_Questions to answer:_
1. Rewrite everything in the histone acetyltransferase passage from "The ability of" down to "PCAF in vitro.", replacing "motor skills" with "movement control".
2. Using the histone acetyltransferase passage, list every name it gives for a specific protein, leaving out histones.

_Passage provided:_

+ + + + +

Histones tend to be positively charged proteins with N-terminal tails that stem from the core. The phosphodiester backbone of DNA is negative, which allows for strong ionic interactions between histone proteins and DNA. Histone acetyltransferases transfer an acetyl group to specific lysine residues on histones, which neutralizes their positive charge and thus reduces the strong interactions between the histone and DNA. In addition, some histone modifications are associated with both enhanced and repressed activity, in a context-dependent manner.

HATs act as transcriptional co-activators or gene silencers and are most often found in large complexes made up of 10 to 20 subunits, some of which shared among different HAT complexes.

Clinical significance

The ability of histone acetyltransferases to manipulate chromatin structure and lay an epigenetic framework makes them essential in cell maintenance and survival. The process of chromatin remodeling involves several enzymes, including HATs, that assist in the reformation of nucleosomes and are required for DNA damage repair systems to function. HATs have been implicated as accessories to disease progression, specifically in neurodegenerative disorders. For instance, Huntington's disease is a disease that affects motor skills and mental abilities. The only known mutation that has been implicated in the disease is in the N-terminal region of the protein huntingtin (htt). It has been reported that htt directly interacts with HATs and represses the catalytic activity of p300/CBP and PCAF in vitro.

The human premature aging syndrome Hutchinson Gilford progeria is caused by a mutational defect in the processing of lamin A, a nuclear matrix protein. In a mouse model of this condition, recruitment of repair proteins to sites of DNA damage is delayed. The molecular mechanism underlying this delayed repair response involves a histone acetylation defect. Specifically, histone H4 is hypoacetylated at a lysine 16 residue (H4K16) and this defect is due to reduced association of histone acetyltransferase, Mof, to the nuclear matrix

HATs have also been associated with control of learning and memory functions. Studies have shown that mice without PCAF or CBP display evidence of neurodegeneration.

+ + + + +

(Dataset records)
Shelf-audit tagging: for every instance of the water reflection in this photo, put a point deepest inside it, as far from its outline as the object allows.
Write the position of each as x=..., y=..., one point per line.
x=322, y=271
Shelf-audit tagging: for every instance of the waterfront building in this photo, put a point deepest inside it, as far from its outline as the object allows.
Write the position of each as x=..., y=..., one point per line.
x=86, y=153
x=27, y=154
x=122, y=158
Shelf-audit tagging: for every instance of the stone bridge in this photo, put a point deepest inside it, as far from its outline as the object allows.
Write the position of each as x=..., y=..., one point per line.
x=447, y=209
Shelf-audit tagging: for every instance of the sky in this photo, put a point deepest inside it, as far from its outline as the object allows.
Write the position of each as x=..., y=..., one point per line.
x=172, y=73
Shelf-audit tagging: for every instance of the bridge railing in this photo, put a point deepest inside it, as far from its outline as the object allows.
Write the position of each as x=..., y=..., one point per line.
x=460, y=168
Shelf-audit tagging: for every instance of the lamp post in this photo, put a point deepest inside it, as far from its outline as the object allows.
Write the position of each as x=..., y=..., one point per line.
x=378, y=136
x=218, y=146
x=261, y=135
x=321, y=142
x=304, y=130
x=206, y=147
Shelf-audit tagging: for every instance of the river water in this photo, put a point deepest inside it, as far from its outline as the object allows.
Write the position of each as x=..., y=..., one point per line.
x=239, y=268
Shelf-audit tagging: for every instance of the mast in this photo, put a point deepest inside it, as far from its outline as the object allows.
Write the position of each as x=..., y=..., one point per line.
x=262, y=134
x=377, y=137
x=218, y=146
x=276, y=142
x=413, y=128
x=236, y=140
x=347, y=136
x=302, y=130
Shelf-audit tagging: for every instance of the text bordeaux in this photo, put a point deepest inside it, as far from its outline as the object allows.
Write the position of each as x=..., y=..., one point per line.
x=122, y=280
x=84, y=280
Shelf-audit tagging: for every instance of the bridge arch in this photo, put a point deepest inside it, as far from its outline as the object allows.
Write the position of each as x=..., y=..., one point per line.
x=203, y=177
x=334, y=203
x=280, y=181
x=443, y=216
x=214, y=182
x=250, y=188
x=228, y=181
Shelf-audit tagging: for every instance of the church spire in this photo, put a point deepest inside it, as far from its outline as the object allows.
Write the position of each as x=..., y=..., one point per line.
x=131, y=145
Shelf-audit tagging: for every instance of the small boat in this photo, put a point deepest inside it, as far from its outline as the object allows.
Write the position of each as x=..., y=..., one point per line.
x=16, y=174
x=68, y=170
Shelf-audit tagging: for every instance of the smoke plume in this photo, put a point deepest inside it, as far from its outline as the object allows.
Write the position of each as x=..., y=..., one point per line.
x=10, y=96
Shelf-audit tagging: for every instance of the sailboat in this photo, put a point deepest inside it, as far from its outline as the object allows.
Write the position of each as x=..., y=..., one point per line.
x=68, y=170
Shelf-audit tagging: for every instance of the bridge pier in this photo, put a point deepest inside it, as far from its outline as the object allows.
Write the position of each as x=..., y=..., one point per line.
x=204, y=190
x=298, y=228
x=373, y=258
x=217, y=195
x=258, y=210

+ + + + +

_Responses by item number:_
1.
The ability of histone acetyltransferases to manipulate chromatin structure and lay an epigenetic framework makes them essential in cell maintenance and survival. The process of chromatin remodeling involves several enzymes, including HATs, that assist in the reformation of nucleosomes and are required for DNA damage repair systems to function. HATs have been implicated as accessories to disease progression, specifically in neurodegenerative disorders. For instance, Huntington's disease is a disease that affects movement control and mental abilities. The only known mutation that has been implicated in the disease is in the N-terminal region of the protein huntingtin (htt). It has been reported that htt directly interacts with HATs and represses the catalytic activity of p300/CBP and PCAF in vitro.

2.
huntingtin (htt)
p300/CBP
PCAF
lamin A
Mof
CBP